(Saved entries)
◇ ◇ ◇ ◇

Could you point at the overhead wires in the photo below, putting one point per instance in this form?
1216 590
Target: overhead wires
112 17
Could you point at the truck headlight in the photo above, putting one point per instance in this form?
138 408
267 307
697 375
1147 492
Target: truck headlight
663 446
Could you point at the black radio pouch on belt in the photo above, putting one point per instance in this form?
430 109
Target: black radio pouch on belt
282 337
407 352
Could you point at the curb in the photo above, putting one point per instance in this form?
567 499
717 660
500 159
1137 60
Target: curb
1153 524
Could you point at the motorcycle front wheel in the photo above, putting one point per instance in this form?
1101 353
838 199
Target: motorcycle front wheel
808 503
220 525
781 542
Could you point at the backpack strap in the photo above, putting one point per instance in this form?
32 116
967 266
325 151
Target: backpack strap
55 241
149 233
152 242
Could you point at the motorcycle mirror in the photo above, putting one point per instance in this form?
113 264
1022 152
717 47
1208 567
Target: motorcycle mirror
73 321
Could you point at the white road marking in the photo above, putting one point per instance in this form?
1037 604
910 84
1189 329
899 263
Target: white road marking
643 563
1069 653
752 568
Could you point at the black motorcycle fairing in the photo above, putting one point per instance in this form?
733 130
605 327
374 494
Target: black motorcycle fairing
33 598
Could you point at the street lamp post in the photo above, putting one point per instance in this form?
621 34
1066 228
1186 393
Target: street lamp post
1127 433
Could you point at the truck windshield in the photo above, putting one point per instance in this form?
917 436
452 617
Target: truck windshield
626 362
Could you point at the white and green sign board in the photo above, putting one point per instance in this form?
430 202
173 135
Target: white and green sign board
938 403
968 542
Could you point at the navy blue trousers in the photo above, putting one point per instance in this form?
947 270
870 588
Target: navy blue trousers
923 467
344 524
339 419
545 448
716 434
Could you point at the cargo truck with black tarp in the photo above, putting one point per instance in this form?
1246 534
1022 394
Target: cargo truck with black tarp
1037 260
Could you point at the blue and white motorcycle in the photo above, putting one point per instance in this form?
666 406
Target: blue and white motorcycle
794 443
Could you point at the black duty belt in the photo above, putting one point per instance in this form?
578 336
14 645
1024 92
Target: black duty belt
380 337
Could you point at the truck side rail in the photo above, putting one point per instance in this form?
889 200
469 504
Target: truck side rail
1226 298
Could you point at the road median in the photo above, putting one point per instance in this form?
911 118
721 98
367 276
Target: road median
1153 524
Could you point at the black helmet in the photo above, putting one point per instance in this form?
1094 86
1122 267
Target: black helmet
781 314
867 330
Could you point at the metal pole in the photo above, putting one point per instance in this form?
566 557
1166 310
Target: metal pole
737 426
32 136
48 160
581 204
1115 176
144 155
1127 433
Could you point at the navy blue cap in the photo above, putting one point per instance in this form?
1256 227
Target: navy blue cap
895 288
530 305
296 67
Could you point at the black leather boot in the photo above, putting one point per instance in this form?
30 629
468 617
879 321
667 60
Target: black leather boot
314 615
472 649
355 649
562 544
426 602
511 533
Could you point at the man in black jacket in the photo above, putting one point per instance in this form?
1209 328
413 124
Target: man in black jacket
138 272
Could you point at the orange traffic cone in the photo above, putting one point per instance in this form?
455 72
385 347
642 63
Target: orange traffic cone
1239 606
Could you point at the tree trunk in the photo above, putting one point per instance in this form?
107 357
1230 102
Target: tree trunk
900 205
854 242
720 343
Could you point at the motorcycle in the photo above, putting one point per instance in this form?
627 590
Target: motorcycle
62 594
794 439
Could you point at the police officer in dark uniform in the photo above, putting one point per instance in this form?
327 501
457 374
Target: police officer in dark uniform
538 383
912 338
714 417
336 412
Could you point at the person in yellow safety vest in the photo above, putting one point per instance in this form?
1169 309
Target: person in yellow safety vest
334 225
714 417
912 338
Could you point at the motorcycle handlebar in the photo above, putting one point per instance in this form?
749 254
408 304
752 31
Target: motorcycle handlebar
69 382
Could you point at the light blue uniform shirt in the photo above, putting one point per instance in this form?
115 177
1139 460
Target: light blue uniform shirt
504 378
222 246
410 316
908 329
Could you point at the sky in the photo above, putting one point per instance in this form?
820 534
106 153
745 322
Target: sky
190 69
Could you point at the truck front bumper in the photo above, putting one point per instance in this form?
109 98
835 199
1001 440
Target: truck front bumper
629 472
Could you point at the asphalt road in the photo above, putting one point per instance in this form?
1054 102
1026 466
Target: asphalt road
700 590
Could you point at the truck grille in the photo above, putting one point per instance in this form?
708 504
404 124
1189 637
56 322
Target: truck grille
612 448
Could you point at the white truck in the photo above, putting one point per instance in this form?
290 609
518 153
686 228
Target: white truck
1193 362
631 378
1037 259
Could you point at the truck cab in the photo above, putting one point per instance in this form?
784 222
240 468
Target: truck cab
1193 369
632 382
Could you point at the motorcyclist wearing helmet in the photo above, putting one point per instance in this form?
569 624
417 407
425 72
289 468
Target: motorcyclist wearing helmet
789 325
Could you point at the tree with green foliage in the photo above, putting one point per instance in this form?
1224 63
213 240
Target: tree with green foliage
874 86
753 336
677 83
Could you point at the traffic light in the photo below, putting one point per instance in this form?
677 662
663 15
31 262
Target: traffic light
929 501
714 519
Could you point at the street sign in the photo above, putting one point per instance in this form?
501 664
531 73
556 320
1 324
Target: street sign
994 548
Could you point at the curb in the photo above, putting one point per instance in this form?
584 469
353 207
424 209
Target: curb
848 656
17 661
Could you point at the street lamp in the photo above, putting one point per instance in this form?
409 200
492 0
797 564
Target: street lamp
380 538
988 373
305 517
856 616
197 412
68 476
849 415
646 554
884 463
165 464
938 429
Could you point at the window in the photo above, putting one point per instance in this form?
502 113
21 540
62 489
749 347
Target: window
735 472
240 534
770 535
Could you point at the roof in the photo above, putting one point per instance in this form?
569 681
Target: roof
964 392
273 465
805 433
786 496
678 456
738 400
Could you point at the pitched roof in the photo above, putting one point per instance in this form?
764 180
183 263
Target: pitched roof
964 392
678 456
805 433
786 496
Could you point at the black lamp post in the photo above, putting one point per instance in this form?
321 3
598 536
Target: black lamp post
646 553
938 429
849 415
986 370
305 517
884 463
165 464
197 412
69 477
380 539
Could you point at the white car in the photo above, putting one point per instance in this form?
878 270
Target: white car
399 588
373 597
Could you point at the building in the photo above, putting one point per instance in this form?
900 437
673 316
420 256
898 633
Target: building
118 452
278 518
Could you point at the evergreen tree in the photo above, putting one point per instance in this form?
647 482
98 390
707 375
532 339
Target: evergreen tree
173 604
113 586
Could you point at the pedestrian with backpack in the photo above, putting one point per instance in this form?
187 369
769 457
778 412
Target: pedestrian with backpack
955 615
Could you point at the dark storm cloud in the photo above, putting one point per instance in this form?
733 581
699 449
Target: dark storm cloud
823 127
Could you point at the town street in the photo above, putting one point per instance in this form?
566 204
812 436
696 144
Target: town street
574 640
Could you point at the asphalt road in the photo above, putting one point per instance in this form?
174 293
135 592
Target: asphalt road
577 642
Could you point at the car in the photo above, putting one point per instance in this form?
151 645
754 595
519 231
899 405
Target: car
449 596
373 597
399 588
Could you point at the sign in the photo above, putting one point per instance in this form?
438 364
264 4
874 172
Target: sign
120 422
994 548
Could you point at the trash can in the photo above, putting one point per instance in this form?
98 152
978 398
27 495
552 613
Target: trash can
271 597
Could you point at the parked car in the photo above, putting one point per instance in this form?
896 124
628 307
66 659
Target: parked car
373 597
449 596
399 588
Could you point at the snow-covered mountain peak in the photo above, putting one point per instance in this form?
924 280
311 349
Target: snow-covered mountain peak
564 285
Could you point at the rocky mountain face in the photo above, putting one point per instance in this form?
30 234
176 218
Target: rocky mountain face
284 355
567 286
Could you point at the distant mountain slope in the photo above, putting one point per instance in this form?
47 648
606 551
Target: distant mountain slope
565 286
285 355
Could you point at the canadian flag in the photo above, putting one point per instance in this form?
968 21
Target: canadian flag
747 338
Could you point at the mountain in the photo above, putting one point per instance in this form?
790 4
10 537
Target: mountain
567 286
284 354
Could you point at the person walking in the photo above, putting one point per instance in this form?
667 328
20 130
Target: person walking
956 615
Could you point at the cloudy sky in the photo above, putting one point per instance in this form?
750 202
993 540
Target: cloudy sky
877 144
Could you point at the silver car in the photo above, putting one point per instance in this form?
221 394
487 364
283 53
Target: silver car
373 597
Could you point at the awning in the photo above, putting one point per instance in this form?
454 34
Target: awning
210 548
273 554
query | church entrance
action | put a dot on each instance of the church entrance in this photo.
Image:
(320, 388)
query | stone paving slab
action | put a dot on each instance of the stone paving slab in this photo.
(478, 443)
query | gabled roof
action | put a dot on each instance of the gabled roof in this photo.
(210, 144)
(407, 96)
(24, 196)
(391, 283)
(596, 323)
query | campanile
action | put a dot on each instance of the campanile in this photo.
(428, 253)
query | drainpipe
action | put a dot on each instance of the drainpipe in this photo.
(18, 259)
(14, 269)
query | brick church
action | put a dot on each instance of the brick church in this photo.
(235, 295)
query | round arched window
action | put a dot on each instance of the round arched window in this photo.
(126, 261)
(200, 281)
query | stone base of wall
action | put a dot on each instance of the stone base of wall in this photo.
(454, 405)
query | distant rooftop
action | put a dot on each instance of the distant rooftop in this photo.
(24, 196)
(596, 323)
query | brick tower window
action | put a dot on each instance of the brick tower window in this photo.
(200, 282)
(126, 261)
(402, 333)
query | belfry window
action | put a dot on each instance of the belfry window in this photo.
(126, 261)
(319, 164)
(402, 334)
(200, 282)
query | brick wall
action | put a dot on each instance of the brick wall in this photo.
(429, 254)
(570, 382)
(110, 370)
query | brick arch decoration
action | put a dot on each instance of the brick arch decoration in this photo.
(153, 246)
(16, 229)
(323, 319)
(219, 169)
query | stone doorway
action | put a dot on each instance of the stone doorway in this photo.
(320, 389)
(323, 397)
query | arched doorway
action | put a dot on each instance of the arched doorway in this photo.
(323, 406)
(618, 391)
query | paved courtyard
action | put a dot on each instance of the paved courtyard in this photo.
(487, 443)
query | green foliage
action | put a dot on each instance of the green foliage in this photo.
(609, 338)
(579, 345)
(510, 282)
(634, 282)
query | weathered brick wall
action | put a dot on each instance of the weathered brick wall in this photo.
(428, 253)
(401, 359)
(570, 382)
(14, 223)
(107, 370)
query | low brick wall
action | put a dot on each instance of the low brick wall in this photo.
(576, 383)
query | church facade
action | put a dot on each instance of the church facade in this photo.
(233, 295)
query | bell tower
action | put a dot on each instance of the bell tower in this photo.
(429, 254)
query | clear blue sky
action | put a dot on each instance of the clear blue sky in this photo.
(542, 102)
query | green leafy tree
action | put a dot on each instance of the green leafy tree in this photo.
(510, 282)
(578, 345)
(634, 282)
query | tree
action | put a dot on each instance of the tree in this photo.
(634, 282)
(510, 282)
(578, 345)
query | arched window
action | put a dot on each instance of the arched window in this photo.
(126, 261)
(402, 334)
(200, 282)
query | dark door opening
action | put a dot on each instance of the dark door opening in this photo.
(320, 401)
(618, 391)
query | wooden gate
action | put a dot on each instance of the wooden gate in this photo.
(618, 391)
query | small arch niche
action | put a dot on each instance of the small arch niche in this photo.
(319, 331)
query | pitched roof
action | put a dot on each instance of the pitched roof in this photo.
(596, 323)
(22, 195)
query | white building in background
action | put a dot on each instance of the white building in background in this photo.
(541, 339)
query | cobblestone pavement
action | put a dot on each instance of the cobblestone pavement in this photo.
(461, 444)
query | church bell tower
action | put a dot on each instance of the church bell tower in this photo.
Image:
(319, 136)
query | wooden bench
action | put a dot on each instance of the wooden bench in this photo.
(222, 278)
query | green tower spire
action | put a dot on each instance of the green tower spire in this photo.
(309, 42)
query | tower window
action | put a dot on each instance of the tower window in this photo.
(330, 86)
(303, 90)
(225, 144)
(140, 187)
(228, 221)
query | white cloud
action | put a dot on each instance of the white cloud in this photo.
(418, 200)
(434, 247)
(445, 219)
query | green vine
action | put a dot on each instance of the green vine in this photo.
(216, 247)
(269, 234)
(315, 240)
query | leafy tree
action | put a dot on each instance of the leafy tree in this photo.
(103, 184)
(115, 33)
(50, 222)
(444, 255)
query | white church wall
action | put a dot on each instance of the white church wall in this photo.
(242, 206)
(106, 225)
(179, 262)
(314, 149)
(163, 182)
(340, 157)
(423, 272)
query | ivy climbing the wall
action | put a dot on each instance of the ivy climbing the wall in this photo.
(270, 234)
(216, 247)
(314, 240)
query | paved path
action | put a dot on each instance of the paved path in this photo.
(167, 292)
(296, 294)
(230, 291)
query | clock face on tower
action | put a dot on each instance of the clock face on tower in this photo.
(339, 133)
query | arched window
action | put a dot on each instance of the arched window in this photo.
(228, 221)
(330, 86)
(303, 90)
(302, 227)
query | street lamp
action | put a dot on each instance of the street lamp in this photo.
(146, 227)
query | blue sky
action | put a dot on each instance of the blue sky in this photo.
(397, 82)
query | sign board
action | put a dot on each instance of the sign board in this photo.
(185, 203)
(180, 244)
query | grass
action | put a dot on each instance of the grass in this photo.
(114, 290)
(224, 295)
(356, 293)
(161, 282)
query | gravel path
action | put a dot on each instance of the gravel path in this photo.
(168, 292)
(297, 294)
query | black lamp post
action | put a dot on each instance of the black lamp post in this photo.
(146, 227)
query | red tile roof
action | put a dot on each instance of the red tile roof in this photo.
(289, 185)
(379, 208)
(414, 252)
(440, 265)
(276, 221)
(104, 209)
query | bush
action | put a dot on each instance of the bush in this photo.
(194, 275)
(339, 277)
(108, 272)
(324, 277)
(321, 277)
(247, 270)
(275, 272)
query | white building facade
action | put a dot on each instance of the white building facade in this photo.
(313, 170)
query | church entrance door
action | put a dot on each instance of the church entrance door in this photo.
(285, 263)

◇ ◇ ◇ ◇

→ EXERCISE BRIEF: Start with the line above that contains "vine in this photo." and end with the line that contains "query | bush". Write out those lines exactly, and only those.

→ REPLY TO THE TASK:
action | put a dot on each instance of the green vine in this photo.
(216, 247)
(269, 234)
(315, 240)
query | leafy tree
action | put a dot on each instance of the leafy tree in this photo.
(103, 184)
(115, 33)
(50, 222)
(444, 255)
query | white church wall
action | put a dot on each instance of the white church wall in this photo.
(242, 206)
(106, 225)
(179, 262)
(314, 149)
(163, 182)
(340, 157)
(423, 272)
query | ivy climbing the wall
action | put a dot on each instance of the ivy climbing the wall in this photo.
(270, 234)
(216, 247)
(314, 240)
query | paved path
action | put a dot on each instance of the paved path in this photo.
(167, 292)
(296, 294)
(230, 291)
query | clock face on tower
action | put a dot on each instance of the clock face on tower in this photo.
(339, 133)
query | arched window
action | put a dot on each instance of the arched window in this photo.
(228, 221)
(330, 86)
(303, 90)
(302, 227)
query | street lamp
action | put a dot on each instance of the street lamp in this photo.
(146, 227)
query | blue sky
action | put a dot on each instance of the blue sky in this photo.
(397, 82)
query | sign board
action | put a dot on each instance of the sign board in this photo.
(185, 203)
(180, 244)
query | grass
action | put a dot on each instance of the grass in this photo.
(114, 290)
(224, 295)
(356, 293)
(161, 282)
query | gravel path
action | put a dot on each instance of the gravel path in this photo.
(168, 292)
(297, 294)
query | black lamp post
action | put a dot on each instance of the black lamp post in this photo.
(146, 227)
query | red tile roof
action | put a dot on each instance of the red tile roof in this photo.
(289, 185)
(379, 208)
(414, 252)
(440, 265)
(276, 221)
(104, 209)
query | bush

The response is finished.